• SÉRIE D'EXERCICES
a) Répondez à ces questions sur le texte consacré au journal scolaire :
(i) De quoi dépendent principalement les contenus du journal ?
(ii) Combien de pages comporte le journal de l'école Paul-Claudel de Tourcoing ?
(iii) Sous quel titre le journal est-il paru pendant l'année scolaire 2000-2001 ?
b) Poursuivez le texte consacré au journal scolaire à partir de sa dernière phrase.

• TEXTE FOURNI
============
Ses contenus peuvent être divers et dépendent principalement de la cible des lecteurs.
Celle-ci doit être définie dès le départ : le journal sera-t-il distribué aux élèves, aux parents, au voisinage de l’école ? Sert-il de support à des échanges entre écoles ? En fonction de ces choix, une ligne éditoriale est établie.
Le type de bulletin édité par l’école Paul-Claudel de Tourcoing est assez significatif de ce qui existe aujourd’hui dans de nombreux établissements scolaires depuis l’arrivée de la publication assistée par ordinateur (PAO).
Ce journal se présente sous la forme d’un magazine de format A 4 (21 cm X 29,7 cm) édité en PAO. Il comporte une trentaine de pages. Il existe depuis une vingtaine d’années et a pris différentes formes. Il s’appelait La Voix du Roitelet jusqu’à l’année 2000, l’école étant située rue du Roitelet et l’Amicale laïque du Roitelet en assurait la publication grâce à son aide matérielle. Cette année scolaire 2000-2001, le journal est paru deux fois (en janvier et en juin) sous le titre La Voix des enfants. Un titre qui, pour la directrice, reflétait mieux le fait que la publication soit réalisée par les élèves.
============
• DONNÉES PRÉSENTÉES

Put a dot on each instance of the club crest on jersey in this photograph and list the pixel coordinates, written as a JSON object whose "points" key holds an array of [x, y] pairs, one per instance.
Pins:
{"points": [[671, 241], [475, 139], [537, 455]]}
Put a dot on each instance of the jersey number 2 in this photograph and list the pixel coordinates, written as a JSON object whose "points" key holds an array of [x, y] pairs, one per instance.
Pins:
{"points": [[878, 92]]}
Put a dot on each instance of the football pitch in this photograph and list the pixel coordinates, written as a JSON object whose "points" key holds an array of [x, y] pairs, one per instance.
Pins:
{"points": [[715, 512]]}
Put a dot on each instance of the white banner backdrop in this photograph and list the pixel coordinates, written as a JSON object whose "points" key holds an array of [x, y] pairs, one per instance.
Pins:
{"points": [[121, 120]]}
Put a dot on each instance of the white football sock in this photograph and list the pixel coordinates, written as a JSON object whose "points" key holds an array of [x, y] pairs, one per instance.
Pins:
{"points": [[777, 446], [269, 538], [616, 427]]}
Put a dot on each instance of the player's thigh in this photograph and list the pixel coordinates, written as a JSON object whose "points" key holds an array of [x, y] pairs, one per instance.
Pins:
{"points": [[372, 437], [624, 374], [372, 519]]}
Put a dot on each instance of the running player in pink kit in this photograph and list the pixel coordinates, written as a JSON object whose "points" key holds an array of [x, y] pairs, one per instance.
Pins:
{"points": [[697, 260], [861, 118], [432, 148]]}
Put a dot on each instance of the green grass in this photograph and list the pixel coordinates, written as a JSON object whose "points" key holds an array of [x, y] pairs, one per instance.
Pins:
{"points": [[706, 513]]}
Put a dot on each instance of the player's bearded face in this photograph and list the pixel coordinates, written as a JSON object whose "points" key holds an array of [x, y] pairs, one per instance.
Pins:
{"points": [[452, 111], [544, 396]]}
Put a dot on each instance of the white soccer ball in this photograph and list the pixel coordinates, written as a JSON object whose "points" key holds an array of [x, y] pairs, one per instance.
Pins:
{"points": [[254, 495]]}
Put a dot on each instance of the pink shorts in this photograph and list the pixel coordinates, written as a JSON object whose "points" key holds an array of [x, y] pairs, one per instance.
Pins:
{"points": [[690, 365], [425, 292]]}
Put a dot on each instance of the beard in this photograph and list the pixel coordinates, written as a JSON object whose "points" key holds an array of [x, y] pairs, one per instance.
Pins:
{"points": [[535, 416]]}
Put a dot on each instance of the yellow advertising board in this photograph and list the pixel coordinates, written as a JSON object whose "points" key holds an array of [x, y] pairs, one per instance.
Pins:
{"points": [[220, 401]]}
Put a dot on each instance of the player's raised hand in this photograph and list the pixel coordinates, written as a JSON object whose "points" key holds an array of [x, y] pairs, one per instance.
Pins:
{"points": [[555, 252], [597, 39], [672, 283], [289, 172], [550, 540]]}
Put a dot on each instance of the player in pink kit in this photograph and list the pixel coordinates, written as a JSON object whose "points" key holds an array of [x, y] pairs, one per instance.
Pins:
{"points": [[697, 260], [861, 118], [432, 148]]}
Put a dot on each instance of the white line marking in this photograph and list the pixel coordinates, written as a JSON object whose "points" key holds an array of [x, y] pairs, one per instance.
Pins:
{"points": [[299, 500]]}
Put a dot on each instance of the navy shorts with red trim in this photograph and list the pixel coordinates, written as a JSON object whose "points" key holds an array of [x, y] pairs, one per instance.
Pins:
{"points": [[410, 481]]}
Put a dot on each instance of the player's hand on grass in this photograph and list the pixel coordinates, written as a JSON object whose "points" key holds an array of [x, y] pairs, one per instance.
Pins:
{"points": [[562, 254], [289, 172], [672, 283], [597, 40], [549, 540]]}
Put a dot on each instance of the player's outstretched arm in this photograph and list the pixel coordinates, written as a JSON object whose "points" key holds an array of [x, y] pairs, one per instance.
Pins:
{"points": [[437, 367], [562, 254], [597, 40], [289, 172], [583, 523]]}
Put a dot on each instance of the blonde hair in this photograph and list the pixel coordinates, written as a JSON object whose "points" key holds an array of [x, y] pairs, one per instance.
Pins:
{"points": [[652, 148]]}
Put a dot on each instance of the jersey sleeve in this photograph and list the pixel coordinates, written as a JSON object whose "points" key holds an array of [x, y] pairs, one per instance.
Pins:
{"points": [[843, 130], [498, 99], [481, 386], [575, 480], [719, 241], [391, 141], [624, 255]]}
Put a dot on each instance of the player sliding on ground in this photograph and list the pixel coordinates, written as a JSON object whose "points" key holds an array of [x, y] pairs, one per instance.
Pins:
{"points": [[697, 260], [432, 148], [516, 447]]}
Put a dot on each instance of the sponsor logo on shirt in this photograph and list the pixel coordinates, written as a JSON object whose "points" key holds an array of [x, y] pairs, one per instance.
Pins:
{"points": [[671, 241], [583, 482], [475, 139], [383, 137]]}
============
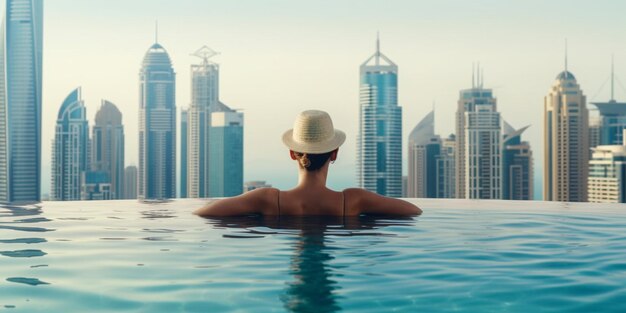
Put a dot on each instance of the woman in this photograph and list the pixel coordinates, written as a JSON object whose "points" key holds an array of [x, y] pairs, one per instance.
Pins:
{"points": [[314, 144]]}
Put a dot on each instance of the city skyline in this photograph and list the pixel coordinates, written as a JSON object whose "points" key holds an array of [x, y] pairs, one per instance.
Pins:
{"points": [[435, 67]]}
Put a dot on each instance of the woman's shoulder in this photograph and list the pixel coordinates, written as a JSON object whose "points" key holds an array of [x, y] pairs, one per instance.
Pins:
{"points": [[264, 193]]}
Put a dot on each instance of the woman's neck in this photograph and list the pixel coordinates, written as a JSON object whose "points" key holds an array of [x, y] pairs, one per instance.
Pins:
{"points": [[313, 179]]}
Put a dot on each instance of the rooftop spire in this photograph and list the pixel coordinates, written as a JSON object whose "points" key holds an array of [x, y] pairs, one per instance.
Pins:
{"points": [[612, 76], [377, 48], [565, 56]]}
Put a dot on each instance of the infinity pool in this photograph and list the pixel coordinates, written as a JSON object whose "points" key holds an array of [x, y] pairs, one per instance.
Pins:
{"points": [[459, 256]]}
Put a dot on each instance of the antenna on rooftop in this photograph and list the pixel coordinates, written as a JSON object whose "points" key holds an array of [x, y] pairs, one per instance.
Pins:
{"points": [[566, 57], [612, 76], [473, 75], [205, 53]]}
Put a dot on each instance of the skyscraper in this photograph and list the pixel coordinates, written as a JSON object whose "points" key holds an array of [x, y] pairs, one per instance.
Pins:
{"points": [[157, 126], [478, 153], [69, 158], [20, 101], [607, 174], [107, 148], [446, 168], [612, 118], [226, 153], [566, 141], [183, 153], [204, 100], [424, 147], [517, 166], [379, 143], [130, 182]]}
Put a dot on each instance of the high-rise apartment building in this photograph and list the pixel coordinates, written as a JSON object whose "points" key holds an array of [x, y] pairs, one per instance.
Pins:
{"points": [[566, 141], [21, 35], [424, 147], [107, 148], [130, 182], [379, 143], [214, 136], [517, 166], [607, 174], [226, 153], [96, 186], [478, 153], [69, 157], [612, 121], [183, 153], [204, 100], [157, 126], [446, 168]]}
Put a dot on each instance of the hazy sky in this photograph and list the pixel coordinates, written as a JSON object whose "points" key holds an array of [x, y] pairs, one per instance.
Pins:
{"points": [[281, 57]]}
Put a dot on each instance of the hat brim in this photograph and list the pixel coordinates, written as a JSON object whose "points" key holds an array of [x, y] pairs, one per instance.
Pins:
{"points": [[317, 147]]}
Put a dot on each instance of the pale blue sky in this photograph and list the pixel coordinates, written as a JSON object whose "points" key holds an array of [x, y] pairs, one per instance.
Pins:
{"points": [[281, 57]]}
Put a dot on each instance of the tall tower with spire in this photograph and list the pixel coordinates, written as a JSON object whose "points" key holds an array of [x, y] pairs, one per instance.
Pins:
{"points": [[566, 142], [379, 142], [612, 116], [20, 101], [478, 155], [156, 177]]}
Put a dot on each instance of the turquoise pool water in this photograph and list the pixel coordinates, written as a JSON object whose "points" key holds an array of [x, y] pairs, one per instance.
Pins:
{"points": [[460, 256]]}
============
• RÉPONSES DONNÉES
a)
(i) De la cible des lecteurs.
(ii) Une trentaine de pages.
(iii) La Voix des enfants.

b)
Les pages en noir et blanc présentent des textes écrits à la main ou saisis sur ordinateur, des photos, des dessins. La plupart des documents sont réalisés par les enfants et mis en page par une partie de l’équipe éducative. Les pages sont imprimées par ordinateur sur des feuilles A 3, pliées en deux et polycopiées par l’Union post scolaire de Tourcoing (UPS).
Ce journal polycopié est distribué gratuitement aux élèves à raison d’un par famille. A eux de remettre un exemplaire à leurs parents.
Un numéro présente en général des reportages, des comptes-rendus de spectacles, de visites ou de rencontres sportives, des jeux ayant trait à l’actualité ; des dessins ; des poèmes, des activités scolaires, etc. La plupart des textes et illustrations sont réalisés par les élèves. Cependant, la ligne éditoriale est fixée par les enseignants, plus ou moins directifs.
Version en ligne, sur Internet
Lorsque nous parlons de journal scolaire sur Internet, nous entendons un document qui fait partie d’un site édité en ligne par une école. La partie journal est celle qui donne des informations de type presse, qui relate l’actualité de l’école (ou les réactions à l’actualité régionale, nationale, internationale), qui publie les textes et illustrations visuelles ou sonores des élèves et qui est mise à jour régulièrement.
Mais qu’est-ce au juste qu’Internet ? Philippe Quéau (1996), donnait la définition suivante de cette autoroute de l’information : « Internet est avant tout la mise en forme, d’une idée simple et géniale […]. C’est l’idée de fédérer, grâce à une norme commune, tous les ordinateurs et tous les réseaux de télécommunications, et donc de permettre la communication de n ‘importe quel ordinateur de la planète avec n ‘importe quel autre ordinateur par tout moyen de télécommunication, dont naturellement le réseau téléphonique mondiale. »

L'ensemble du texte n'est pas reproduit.